Text block:
An Ounce of Prevention
As the warden of a prison, Drew Stanley ’90 tries to stay ahead of problems.
By Carole Tanzer Miller
Drew Stanley ’90 had no idea one “help wanted” ad would lead to spending most of his life in prisons.
All he knew was that he needed a job. So he answered an ad from a youth corrections center — and launched a 35-year career with the N.C. Department of Public Safety.
“I had no idea what I was getting into,” Stanley recalls of his start as a corrections officer.
But he studied experienced officers and figured out their formula for success: Be consistent. Communicate clearly. And never forget that offenders serving time are human beings.
The approach has served him in many roles — from corrections officer to assistant head of programs and, since 2019, as warden at Nash Correctional Center, a medium-security prison in Nashville, N.C. It’s a complex operation where inmates crank out most of the printing for state agencies and more than 800 pairs of glasses a day for offenders, staff and Medicaid patients. Stanley supervises 650 inmates and a staff of 250.
“This job can be boring, but it doesn’t take but just a second to go from boring to very dangerous,” says Stanley, who focuses not on the risk but the mission. “We’re responsible for trying to develop a better person than the one we received.”

Exercise goal: Carry on the profile of prison warden Drew Stanley from its final quote onward.

Dataset entries:
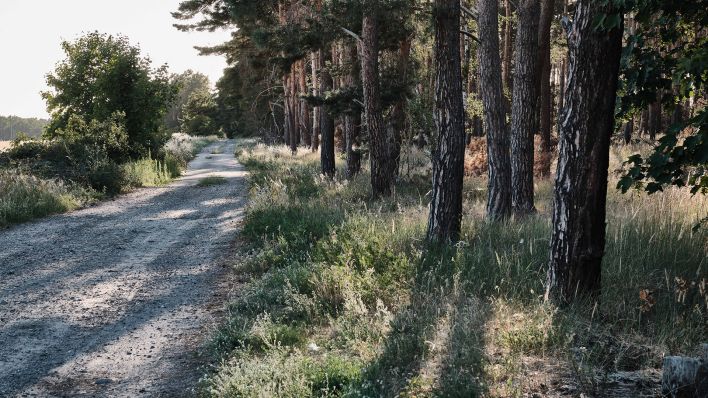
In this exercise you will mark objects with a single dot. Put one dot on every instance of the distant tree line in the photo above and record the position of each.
(12, 127)
(363, 77)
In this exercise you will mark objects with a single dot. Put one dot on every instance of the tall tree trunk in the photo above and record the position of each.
(448, 159)
(523, 109)
(352, 121)
(654, 119)
(627, 133)
(317, 111)
(294, 107)
(499, 199)
(288, 110)
(398, 115)
(305, 120)
(380, 140)
(507, 26)
(326, 122)
(545, 94)
(561, 89)
(580, 193)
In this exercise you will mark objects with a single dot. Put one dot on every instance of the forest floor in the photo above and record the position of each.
(114, 300)
(340, 295)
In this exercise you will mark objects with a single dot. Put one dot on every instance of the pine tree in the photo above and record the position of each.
(580, 193)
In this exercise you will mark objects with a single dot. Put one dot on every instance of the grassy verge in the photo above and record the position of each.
(24, 196)
(211, 181)
(346, 299)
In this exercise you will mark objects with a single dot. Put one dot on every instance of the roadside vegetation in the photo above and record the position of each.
(345, 298)
(100, 141)
(39, 178)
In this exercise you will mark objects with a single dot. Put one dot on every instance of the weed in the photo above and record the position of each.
(211, 181)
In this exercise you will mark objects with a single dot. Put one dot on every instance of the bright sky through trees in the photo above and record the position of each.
(31, 32)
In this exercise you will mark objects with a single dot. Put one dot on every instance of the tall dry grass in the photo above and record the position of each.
(346, 298)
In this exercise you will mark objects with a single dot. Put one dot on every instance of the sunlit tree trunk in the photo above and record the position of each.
(380, 140)
(545, 93)
(326, 122)
(499, 184)
(352, 121)
(523, 108)
(317, 111)
(580, 193)
(448, 159)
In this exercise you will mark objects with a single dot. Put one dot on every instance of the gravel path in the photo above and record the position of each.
(114, 300)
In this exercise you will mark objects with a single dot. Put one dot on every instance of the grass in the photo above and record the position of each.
(24, 197)
(346, 299)
(211, 181)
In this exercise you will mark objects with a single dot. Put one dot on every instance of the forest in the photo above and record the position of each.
(463, 198)
(12, 126)
(378, 198)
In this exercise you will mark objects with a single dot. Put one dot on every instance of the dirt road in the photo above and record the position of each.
(113, 300)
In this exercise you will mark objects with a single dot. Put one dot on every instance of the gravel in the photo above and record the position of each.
(116, 299)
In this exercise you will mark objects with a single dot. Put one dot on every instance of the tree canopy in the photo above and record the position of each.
(103, 75)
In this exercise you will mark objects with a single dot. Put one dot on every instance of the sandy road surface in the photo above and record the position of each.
(112, 300)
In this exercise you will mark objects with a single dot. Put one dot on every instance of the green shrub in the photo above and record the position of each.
(24, 197)
(211, 181)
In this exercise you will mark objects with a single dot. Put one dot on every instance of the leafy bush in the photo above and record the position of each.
(105, 75)
(23, 197)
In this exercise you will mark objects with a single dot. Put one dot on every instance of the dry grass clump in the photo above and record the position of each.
(24, 197)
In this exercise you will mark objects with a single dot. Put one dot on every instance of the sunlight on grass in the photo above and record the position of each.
(337, 275)
(211, 181)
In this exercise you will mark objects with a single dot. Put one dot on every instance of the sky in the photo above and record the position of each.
(31, 32)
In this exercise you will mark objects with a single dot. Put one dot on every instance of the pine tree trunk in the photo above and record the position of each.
(654, 120)
(305, 121)
(317, 111)
(448, 159)
(326, 124)
(380, 142)
(627, 134)
(545, 94)
(352, 121)
(580, 193)
(507, 26)
(523, 108)
(499, 184)
(644, 122)
(398, 115)
(294, 108)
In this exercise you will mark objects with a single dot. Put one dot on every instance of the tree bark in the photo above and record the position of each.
(523, 108)
(398, 114)
(449, 115)
(499, 184)
(507, 26)
(545, 94)
(380, 140)
(627, 133)
(580, 193)
(294, 108)
(326, 122)
(305, 120)
(352, 121)
(654, 119)
(317, 111)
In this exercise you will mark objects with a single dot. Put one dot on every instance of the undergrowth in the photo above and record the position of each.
(34, 184)
(346, 299)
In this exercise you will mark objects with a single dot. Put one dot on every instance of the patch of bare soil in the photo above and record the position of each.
(115, 300)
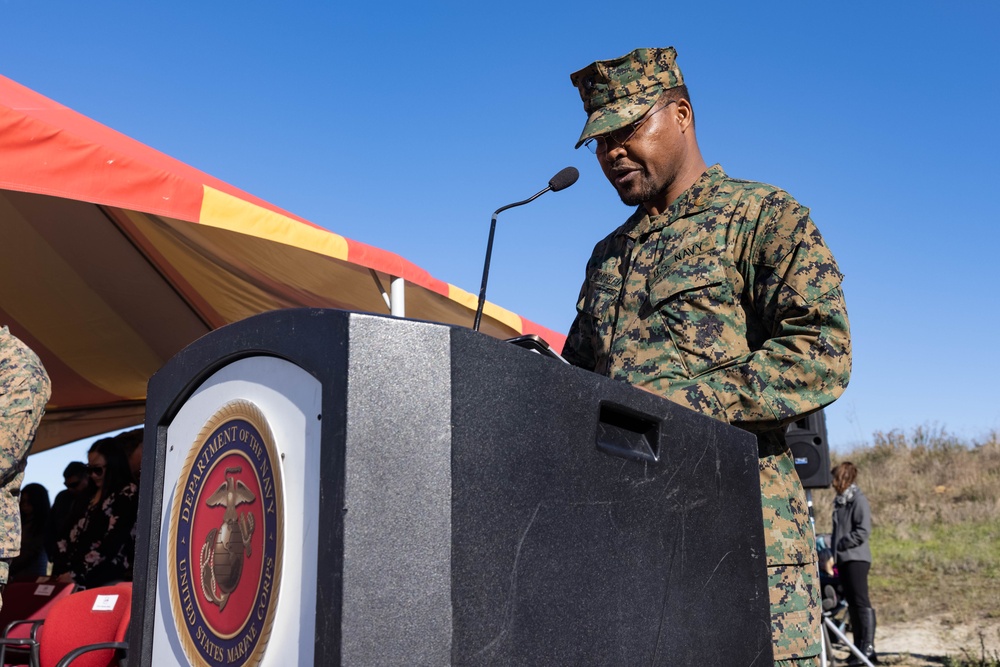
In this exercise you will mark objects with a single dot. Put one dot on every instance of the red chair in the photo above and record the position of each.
(85, 629)
(25, 606)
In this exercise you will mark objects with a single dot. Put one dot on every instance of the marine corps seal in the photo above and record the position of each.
(225, 541)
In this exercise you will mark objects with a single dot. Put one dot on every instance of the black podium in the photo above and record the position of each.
(322, 488)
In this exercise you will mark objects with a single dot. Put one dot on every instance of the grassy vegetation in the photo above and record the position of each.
(936, 524)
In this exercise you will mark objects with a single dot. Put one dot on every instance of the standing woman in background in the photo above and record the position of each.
(852, 526)
(101, 545)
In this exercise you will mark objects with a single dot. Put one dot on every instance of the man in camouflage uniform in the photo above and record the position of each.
(717, 294)
(24, 391)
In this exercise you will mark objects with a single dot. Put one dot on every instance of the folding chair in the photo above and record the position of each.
(25, 605)
(85, 629)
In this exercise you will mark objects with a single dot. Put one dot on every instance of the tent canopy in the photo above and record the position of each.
(115, 256)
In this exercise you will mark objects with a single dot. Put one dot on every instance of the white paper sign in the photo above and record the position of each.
(104, 603)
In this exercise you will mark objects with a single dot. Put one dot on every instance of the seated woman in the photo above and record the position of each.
(32, 561)
(101, 545)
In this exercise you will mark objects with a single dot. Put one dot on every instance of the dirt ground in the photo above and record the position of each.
(927, 642)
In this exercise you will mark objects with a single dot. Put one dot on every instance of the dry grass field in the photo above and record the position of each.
(936, 533)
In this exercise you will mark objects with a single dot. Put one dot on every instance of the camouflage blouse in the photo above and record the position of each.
(730, 304)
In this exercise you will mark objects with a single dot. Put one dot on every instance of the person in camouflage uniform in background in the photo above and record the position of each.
(718, 294)
(24, 391)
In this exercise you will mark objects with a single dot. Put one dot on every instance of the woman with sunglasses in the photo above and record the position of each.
(101, 545)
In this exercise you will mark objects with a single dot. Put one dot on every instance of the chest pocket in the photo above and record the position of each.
(696, 303)
(602, 290)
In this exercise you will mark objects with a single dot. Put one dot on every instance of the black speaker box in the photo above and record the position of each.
(807, 439)
(481, 504)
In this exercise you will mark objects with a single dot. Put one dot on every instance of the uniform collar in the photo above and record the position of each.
(695, 199)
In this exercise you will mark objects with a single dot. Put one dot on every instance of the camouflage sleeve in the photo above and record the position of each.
(579, 347)
(796, 302)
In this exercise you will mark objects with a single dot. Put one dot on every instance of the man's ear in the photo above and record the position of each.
(684, 114)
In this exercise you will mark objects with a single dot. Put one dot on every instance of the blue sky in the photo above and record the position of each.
(404, 125)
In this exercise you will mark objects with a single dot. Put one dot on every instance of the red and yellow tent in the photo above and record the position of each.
(114, 256)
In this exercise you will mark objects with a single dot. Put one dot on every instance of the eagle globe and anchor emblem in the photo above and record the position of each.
(225, 540)
(223, 551)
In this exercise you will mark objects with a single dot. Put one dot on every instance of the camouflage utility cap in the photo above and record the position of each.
(620, 91)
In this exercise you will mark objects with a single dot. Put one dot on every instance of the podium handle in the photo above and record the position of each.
(628, 434)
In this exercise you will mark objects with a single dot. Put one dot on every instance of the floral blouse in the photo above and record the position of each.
(101, 545)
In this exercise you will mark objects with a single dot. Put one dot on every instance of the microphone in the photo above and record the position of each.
(560, 181)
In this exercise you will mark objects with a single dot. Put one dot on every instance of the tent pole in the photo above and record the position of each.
(397, 299)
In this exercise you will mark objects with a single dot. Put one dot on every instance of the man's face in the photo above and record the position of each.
(644, 168)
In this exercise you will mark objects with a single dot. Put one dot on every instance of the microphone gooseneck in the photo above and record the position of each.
(560, 181)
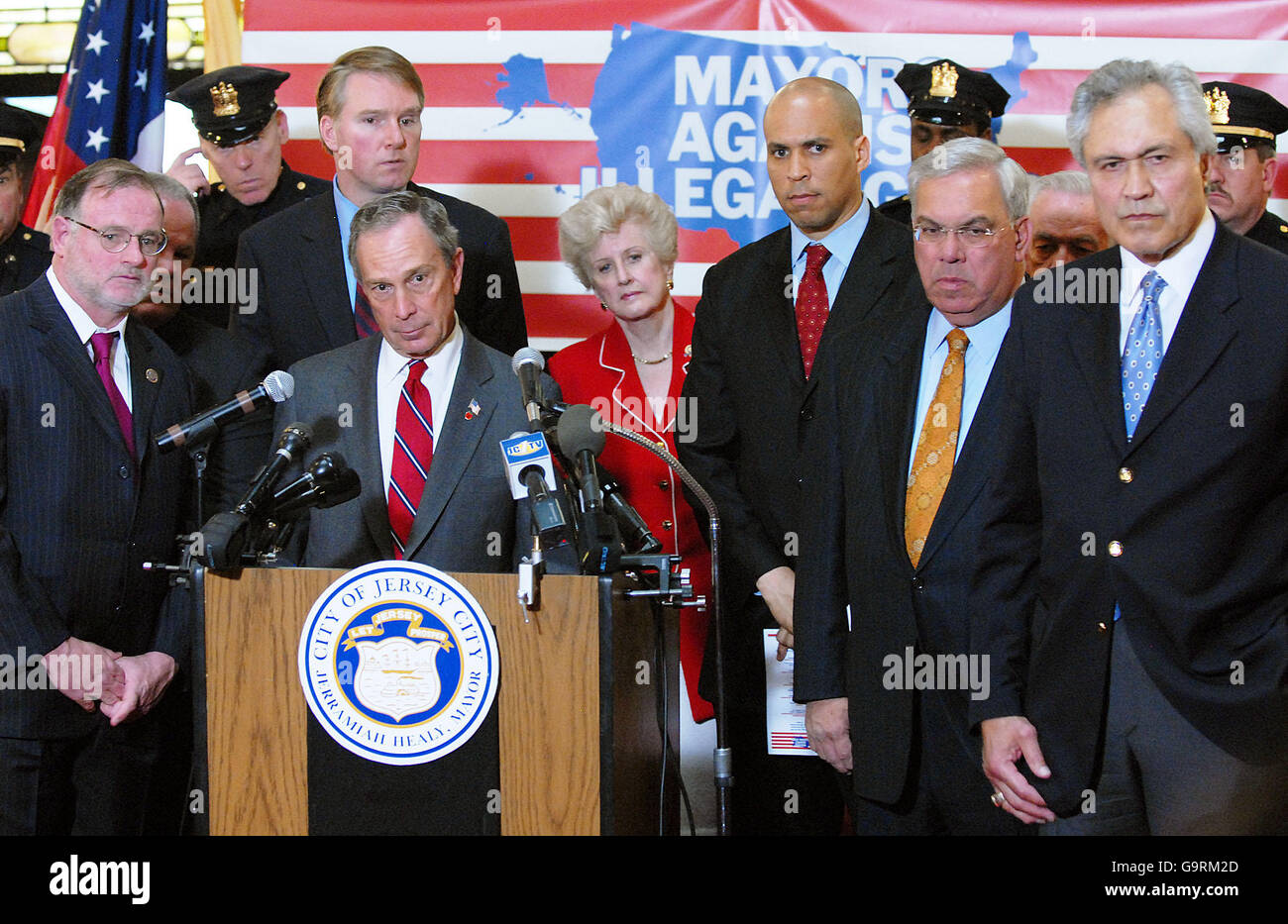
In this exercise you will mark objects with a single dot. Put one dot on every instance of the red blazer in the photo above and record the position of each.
(599, 370)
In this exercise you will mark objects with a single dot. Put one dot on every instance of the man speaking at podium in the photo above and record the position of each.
(419, 413)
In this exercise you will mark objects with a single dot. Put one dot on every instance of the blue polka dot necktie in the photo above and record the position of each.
(1144, 352)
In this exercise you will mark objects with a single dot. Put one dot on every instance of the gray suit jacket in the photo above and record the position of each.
(468, 520)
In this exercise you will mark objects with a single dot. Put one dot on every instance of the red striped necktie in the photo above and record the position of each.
(811, 304)
(364, 318)
(413, 451)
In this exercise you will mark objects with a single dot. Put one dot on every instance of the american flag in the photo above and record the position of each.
(111, 99)
(532, 102)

Answer to this task:
We’re responsible for trying to develop a better person than the one we received.
He’s proud of 24 inmates who recently graduated from Southeastern Baptist Theological Seminary and now preach and counsel in four prisons. “A couple of guys might be getting ready to fight,” Stanley says, “and these guys will intervene and talk them down, so they prevent things from . . . turning into something larger.”
Stanley is all about prevention. To fight COVID-19, he stepped up cleaning, beefed up ventilation and adjusted housing assignments — moves that held off the prison’s first outbreak for almost 10 months after the virus hit other North Carolina prisons. For that effort, Stanley was named the state’s warden of the year.
“I had no idea I would end up where I’m at today,” he says. “But I’m a correctional officer at heart.”